> Brief
Can you rewrite the records below between the lines holding "Target: train door" and "[(193, 502)]", inclusive, keeping the requests and shifting every coordinate in the answers by -113?

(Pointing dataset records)
________

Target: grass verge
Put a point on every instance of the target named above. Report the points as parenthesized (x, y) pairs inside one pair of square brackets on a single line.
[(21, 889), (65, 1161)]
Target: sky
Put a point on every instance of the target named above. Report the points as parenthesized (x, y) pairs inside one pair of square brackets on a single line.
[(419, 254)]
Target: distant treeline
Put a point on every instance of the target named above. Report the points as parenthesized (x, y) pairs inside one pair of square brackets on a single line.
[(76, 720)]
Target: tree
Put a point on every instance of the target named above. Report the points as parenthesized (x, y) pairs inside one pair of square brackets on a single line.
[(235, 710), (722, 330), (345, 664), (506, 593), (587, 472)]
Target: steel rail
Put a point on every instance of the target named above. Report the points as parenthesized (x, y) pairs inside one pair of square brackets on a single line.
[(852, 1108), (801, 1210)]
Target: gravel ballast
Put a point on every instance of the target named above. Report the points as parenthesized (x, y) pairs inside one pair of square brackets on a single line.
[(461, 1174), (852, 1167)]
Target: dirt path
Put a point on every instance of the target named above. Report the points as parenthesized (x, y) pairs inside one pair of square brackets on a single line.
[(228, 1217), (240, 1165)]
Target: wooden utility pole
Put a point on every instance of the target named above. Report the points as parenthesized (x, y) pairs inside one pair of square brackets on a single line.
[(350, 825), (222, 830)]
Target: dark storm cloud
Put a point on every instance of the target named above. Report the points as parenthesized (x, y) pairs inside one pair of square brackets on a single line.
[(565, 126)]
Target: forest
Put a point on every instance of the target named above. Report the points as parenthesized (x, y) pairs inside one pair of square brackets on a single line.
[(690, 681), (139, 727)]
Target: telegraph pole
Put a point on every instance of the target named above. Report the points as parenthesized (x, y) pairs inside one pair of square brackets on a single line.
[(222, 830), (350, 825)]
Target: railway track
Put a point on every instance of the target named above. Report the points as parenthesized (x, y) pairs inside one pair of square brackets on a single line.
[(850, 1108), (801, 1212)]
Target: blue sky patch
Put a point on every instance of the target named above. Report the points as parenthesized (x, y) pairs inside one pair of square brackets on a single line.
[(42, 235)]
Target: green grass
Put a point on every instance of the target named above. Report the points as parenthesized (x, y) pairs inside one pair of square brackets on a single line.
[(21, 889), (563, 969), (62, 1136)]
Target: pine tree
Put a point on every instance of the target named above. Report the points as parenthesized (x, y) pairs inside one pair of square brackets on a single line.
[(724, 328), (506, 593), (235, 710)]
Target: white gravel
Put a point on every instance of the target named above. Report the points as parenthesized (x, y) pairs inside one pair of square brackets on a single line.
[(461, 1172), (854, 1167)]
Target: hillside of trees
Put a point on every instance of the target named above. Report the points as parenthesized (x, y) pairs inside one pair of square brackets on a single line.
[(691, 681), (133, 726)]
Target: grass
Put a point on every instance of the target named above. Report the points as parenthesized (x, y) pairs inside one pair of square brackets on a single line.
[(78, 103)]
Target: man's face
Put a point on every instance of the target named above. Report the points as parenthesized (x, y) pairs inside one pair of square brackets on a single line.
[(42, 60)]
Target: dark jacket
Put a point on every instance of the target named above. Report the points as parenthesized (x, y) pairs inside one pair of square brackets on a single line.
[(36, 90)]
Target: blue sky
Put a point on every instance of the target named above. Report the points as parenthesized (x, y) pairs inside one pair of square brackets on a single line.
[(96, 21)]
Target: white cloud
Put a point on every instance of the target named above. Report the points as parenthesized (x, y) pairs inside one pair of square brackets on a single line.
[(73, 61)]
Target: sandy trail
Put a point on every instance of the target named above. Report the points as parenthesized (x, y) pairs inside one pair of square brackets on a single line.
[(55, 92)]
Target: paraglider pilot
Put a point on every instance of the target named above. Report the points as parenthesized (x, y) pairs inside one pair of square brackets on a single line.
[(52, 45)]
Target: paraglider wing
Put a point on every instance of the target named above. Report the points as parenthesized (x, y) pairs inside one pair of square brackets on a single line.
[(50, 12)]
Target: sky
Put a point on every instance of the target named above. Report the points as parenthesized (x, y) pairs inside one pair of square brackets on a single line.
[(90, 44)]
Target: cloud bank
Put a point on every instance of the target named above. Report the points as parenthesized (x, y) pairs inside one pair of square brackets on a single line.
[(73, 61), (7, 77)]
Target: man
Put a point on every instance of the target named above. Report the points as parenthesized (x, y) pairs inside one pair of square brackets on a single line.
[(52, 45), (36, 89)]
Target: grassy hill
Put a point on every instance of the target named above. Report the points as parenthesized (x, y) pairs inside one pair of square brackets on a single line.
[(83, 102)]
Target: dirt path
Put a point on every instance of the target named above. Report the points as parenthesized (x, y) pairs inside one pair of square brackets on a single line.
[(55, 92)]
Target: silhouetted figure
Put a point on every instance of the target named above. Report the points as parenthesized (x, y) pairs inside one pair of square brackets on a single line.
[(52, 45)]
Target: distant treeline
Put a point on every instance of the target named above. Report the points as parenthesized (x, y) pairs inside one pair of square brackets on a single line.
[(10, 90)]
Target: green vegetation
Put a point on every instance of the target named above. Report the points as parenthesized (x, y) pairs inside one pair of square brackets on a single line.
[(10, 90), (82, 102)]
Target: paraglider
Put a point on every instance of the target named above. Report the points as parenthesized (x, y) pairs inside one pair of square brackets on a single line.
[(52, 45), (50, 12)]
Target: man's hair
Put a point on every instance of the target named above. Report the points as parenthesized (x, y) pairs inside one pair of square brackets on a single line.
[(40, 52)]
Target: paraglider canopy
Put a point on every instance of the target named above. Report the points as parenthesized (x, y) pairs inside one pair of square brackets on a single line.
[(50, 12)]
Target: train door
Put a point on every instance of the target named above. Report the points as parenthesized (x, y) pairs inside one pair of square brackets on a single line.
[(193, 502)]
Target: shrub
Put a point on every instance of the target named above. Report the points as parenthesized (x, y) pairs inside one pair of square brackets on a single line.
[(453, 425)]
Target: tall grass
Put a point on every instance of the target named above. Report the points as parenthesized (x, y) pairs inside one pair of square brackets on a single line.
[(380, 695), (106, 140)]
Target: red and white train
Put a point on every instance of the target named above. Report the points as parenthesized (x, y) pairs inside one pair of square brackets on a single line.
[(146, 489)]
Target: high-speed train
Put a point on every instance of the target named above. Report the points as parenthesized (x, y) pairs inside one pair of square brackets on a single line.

________

> Solution to this exercise
Target: train door
Put a point on every instance of the target named above. Report the points as parenthesized (x, y) pairs inside one pair of square brackets on a single line.
[(80, 389)]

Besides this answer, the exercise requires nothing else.